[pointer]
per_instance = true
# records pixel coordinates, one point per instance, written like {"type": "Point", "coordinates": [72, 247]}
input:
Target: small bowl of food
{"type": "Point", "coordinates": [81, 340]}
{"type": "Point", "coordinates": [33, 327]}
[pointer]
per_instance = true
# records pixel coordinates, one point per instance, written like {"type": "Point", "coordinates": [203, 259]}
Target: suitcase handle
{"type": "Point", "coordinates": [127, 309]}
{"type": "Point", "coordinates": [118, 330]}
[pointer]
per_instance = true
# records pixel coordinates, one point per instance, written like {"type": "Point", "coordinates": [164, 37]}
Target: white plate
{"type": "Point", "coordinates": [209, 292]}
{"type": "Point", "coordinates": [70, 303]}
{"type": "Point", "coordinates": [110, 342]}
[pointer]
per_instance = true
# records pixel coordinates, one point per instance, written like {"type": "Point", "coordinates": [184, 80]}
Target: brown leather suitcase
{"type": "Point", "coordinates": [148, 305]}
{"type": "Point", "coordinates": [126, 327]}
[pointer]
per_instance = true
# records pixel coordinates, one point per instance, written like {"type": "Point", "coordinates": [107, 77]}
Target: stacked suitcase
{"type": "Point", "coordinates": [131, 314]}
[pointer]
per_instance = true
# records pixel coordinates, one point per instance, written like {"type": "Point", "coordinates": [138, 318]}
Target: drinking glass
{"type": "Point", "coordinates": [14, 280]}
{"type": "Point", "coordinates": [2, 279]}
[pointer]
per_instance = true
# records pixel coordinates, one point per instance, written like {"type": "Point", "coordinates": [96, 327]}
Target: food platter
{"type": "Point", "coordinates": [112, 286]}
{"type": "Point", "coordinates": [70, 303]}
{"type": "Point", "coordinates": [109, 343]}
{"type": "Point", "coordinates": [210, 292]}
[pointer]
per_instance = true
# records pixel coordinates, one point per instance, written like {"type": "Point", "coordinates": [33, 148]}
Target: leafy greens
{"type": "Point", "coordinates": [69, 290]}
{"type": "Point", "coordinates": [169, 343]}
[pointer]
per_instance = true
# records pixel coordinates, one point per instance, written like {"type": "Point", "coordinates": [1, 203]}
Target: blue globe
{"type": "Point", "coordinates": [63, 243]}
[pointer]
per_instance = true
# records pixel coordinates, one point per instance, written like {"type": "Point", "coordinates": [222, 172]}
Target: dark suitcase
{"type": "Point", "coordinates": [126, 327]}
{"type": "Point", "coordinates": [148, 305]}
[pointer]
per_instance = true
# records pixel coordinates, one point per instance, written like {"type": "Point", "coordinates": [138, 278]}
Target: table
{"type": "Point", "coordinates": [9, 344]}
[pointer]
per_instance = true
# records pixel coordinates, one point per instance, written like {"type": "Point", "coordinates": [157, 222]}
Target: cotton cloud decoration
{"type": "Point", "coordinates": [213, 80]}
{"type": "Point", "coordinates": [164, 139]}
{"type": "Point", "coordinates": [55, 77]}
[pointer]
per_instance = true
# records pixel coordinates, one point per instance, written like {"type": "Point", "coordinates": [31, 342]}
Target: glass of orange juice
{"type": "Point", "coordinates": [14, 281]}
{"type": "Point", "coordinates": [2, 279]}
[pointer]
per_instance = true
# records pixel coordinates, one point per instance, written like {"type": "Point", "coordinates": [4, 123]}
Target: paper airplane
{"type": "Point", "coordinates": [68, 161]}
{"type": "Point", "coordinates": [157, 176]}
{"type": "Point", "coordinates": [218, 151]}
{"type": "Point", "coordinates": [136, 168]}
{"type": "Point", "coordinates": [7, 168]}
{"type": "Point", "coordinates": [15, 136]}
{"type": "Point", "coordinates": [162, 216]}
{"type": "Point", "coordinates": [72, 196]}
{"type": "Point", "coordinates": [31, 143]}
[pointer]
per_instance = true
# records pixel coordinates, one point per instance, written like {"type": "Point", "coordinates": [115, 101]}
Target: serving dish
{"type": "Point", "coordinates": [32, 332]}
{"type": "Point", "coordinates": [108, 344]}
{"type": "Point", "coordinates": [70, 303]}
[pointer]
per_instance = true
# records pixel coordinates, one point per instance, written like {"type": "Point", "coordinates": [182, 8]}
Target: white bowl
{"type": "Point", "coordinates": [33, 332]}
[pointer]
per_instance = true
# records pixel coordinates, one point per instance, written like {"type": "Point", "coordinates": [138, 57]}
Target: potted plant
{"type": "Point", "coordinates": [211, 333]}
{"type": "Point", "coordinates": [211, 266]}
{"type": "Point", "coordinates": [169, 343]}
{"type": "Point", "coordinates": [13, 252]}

********

◆ PROBLEM DESCRIPTION
Output the listing above without altering a single character.

◆ THE REPLY
[pointer]
per_instance = true
# records pixel coordinates, one point per instance, written like {"type": "Point", "coordinates": [72, 247]}
input:
Target: small bowl of food
{"type": "Point", "coordinates": [81, 340]}
{"type": "Point", "coordinates": [33, 327]}
[pointer]
per_instance = true
# records pixel coordinates, one point per instance, written like {"type": "Point", "coordinates": [203, 259]}
Target: suitcase handle
{"type": "Point", "coordinates": [127, 309]}
{"type": "Point", "coordinates": [118, 330]}
[pointer]
per_instance = true
# records pixel coordinates, one point per instance, written like {"type": "Point", "coordinates": [164, 37]}
Target: white plate
{"type": "Point", "coordinates": [209, 292]}
{"type": "Point", "coordinates": [70, 303]}
{"type": "Point", "coordinates": [110, 342]}
[pointer]
per_instance = true
# records pixel coordinates, one point per instance, written like {"type": "Point", "coordinates": [184, 80]}
Target: brown leather suitcase
{"type": "Point", "coordinates": [148, 305]}
{"type": "Point", "coordinates": [126, 327]}
[pointer]
per_instance = true
# records pixel coordinates, one point per instance, written like {"type": "Point", "coordinates": [107, 77]}
Target: stacked suitcase
{"type": "Point", "coordinates": [131, 314]}
[pointer]
per_instance = true
# records pixel coordinates, one point per instance, written like {"type": "Point", "coordinates": [138, 318]}
Target: drinking glass
{"type": "Point", "coordinates": [14, 280]}
{"type": "Point", "coordinates": [2, 279]}
[pointer]
per_instance = true
# records pixel coordinates, one point per instance, written like {"type": "Point", "coordinates": [96, 327]}
Target: food platter
{"type": "Point", "coordinates": [112, 286]}
{"type": "Point", "coordinates": [70, 303]}
{"type": "Point", "coordinates": [109, 343]}
{"type": "Point", "coordinates": [210, 292]}
[pointer]
per_instance = true
# records pixel coordinates, one point per instance, written like {"type": "Point", "coordinates": [33, 148]}
Target: leafy greens
{"type": "Point", "coordinates": [69, 290]}
{"type": "Point", "coordinates": [169, 343]}
[pointer]
per_instance = true
# records pixel coordinates, one point per instance, written like {"type": "Point", "coordinates": [1, 203]}
Target: blue globe
{"type": "Point", "coordinates": [63, 243]}
[pointer]
per_instance = true
# records pixel coordinates, one point per instance, written like {"type": "Point", "coordinates": [222, 172]}
Target: dark suitcase
{"type": "Point", "coordinates": [126, 327]}
{"type": "Point", "coordinates": [148, 305]}
[pointer]
per_instance = true
# records pixel coordinates, one point per instance, written like {"type": "Point", "coordinates": [138, 278]}
Target: table
{"type": "Point", "coordinates": [9, 344]}
[pointer]
per_instance = true
# records pixel coordinates, one point per instance, written like {"type": "Point", "coordinates": [157, 222]}
Target: cotton cloud decoration
{"type": "Point", "coordinates": [213, 80]}
{"type": "Point", "coordinates": [164, 139]}
{"type": "Point", "coordinates": [55, 77]}
[pointer]
per_instance = true
# records pixel coordinates, one point per instance, written like {"type": "Point", "coordinates": [31, 342]}
Target: glass of orange juice
{"type": "Point", "coordinates": [14, 281]}
{"type": "Point", "coordinates": [2, 279]}
[pointer]
per_instance = true
# records pixel coordinates, one point per instance, written like {"type": "Point", "coordinates": [4, 123]}
Target: paper airplane
{"type": "Point", "coordinates": [68, 161]}
{"type": "Point", "coordinates": [157, 176]}
{"type": "Point", "coordinates": [218, 151]}
{"type": "Point", "coordinates": [136, 168]}
{"type": "Point", "coordinates": [7, 168]}
{"type": "Point", "coordinates": [15, 136]}
{"type": "Point", "coordinates": [162, 216]}
{"type": "Point", "coordinates": [72, 196]}
{"type": "Point", "coordinates": [31, 143]}
[pointer]
per_instance = true
# records pixel coordinates, one point per instance, written like {"type": "Point", "coordinates": [115, 101]}
Target: serving dish
{"type": "Point", "coordinates": [32, 332]}
{"type": "Point", "coordinates": [108, 344]}
{"type": "Point", "coordinates": [70, 303]}
[pointer]
per_instance = true
# records pixel coordinates, one point per instance, written like {"type": "Point", "coordinates": [182, 8]}
Target: white bowl
{"type": "Point", "coordinates": [33, 332]}
[pointer]
per_instance = true
# records pixel coordinates, one point per instance, written like {"type": "Point", "coordinates": [138, 57]}
Target: potted plant
{"type": "Point", "coordinates": [211, 333]}
{"type": "Point", "coordinates": [211, 266]}
{"type": "Point", "coordinates": [169, 343]}
{"type": "Point", "coordinates": [13, 252]}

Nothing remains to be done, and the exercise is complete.